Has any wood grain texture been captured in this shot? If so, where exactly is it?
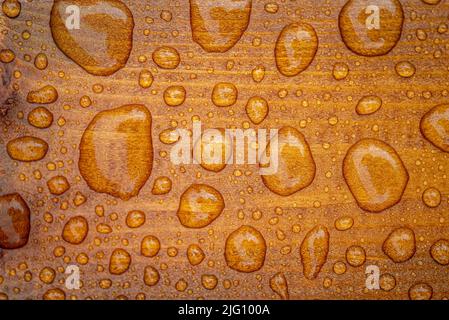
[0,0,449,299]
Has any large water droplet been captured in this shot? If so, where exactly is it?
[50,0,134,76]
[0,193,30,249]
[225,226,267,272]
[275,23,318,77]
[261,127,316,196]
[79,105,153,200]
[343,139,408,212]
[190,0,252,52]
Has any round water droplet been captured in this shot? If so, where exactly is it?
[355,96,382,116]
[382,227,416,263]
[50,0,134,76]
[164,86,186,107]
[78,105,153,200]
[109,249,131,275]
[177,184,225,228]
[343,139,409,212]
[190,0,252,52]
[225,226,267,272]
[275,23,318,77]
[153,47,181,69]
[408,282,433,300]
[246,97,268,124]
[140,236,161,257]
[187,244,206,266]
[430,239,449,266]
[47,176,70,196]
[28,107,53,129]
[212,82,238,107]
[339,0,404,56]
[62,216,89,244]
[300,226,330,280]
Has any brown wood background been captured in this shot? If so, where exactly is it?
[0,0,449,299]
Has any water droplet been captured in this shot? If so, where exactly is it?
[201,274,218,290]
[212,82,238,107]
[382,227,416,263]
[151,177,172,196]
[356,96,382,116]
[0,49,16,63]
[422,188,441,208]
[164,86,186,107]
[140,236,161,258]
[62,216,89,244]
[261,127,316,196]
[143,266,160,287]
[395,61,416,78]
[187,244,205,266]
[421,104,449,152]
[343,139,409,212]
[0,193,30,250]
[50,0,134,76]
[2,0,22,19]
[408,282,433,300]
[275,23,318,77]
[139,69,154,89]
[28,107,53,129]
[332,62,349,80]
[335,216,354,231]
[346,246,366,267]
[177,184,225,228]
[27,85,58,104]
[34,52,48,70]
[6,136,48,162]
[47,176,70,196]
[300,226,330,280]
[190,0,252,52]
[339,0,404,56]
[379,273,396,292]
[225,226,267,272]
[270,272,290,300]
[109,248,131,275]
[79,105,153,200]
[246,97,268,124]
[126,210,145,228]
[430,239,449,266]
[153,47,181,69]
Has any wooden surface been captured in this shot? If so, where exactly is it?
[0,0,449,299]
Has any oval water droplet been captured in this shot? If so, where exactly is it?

------------------------------------

Requirements:
Turn all of the records above into a numbered list with one line per item. Skip any blank lines and leave out the pictures.

Output:
1. Has any wood grain texture been captured in this shot? If so, where exactly is it?
2. [0,0,449,299]
3. Has any large water droplet been captured in this shot? If so, where exactly is it?
4. [50,0,134,76]
5. [0,193,30,249]
6. [225,226,267,272]
7. [275,23,318,77]
8. [261,127,316,196]
9. [79,105,153,200]
10. [343,139,408,212]
11. [190,0,252,52]
12. Has any round water droplet been captured in this shot? If so, where exactly is it?
13. [355,96,382,116]
14. [382,227,416,263]
15. [50,0,134,76]
16. [164,86,186,107]
17. [78,105,153,200]
18. [109,249,131,275]
19. [177,184,225,228]
20. [343,139,409,212]
21. [190,0,252,52]
22. [225,226,267,272]
23. [275,23,318,77]
24. [153,47,181,69]
25. [408,282,433,300]
26. [246,97,268,124]
27. [140,236,161,257]
28. [187,244,206,266]
29. [430,239,449,266]
30. [47,176,70,196]
31. [28,107,53,129]
32. [212,82,238,107]
33. [339,0,404,56]
34. [62,216,89,244]
35. [300,226,330,280]
36. Has any brown wood background been captured in this shot? If so, where exactly is it?
37. [0,0,449,299]
38. Has any water droplet been captured in this shot? If so, where exactly is it?
39. [201,274,218,290]
40. [212,82,238,107]
41. [382,227,416,263]
42. [151,177,172,196]
43. [356,96,382,116]
44. [0,49,16,63]
45. [422,188,441,208]
46. [164,86,186,107]
47. [140,236,161,258]
48. [62,216,89,244]
49. [261,127,316,196]
50. [143,266,160,287]
51. [395,61,416,78]
52. [187,244,205,266]
53. [421,104,449,152]
54. [343,139,409,212]
55. [0,193,30,250]
56. [50,0,134,76]
57. [2,0,22,19]
58. [408,282,433,300]
59. [275,23,318,77]
60. [139,69,154,89]
61. [28,107,53,129]
62. [332,62,349,80]
63. [335,216,354,231]
64. [346,246,366,267]
65. [177,184,225,228]
66. [27,85,58,104]
67. [34,52,48,70]
68. [6,136,48,162]
69. [47,176,70,196]
70. [300,226,330,280]
71. [190,0,252,52]
72. [339,0,404,56]
73. [379,273,396,292]
74. [225,226,267,272]
75. [270,272,290,300]
76. [109,248,131,275]
77. [79,105,153,200]
78. [246,97,268,124]
79. [126,210,145,228]
80. [430,239,449,266]
81. [153,47,181,69]
82. Has any wooden surface been captured in this shot? If so, where exactly is it?
83. [0,0,449,299]
84. Has any oval water droplet been captured in this shot? If so, where exactly is it?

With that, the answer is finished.